#### MATERIAL PROVIDED

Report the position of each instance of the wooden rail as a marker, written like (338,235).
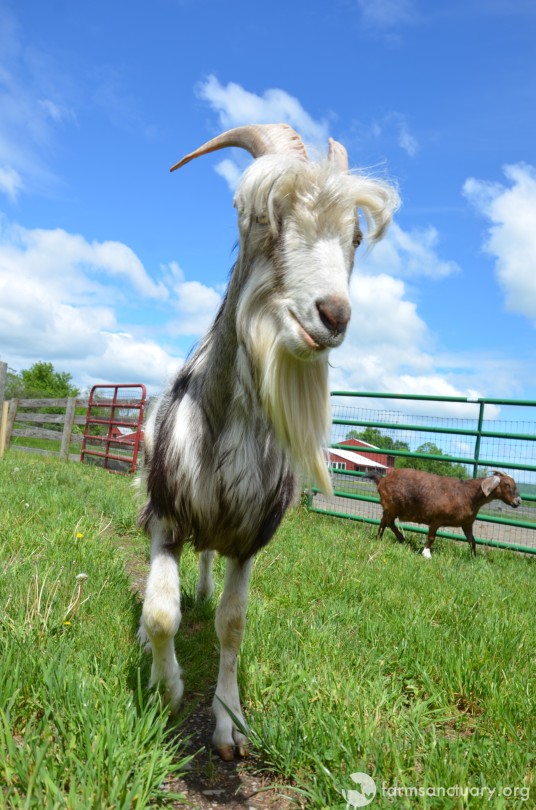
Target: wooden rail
(36,420)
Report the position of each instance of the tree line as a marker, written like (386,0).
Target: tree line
(378,439)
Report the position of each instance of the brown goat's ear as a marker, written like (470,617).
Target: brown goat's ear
(490,483)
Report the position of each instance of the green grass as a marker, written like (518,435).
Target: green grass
(76,729)
(358,656)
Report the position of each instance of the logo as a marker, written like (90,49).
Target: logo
(365,792)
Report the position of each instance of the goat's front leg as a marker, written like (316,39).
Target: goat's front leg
(230,623)
(205,583)
(161,614)
(427,550)
(468,531)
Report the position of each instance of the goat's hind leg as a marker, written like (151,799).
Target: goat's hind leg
(161,613)
(230,624)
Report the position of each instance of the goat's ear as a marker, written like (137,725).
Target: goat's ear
(338,155)
(490,483)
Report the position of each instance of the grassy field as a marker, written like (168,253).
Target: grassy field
(358,657)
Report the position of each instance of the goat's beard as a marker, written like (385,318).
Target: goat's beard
(294,394)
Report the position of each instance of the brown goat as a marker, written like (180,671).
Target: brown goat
(437,500)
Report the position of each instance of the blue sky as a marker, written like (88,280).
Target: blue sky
(111,267)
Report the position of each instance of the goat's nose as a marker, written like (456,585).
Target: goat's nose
(334,313)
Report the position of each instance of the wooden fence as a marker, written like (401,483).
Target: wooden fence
(24,420)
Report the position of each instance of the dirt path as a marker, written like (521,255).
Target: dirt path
(210,782)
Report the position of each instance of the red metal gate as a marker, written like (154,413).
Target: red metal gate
(114,426)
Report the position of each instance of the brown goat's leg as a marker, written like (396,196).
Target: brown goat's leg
(396,531)
(468,531)
(381,528)
(427,550)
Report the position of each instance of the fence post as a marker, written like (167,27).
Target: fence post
(3,382)
(3,414)
(478,438)
(12,413)
(67,428)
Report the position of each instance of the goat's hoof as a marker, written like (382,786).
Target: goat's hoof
(226,752)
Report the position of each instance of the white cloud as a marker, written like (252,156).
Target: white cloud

#### THE PROBLEM
Go through the data and copy every line that includes "white".

#### TASK ANSWER
Report the position of each instance of the white cloud as a marker, written like (252,156).
Target: white cloud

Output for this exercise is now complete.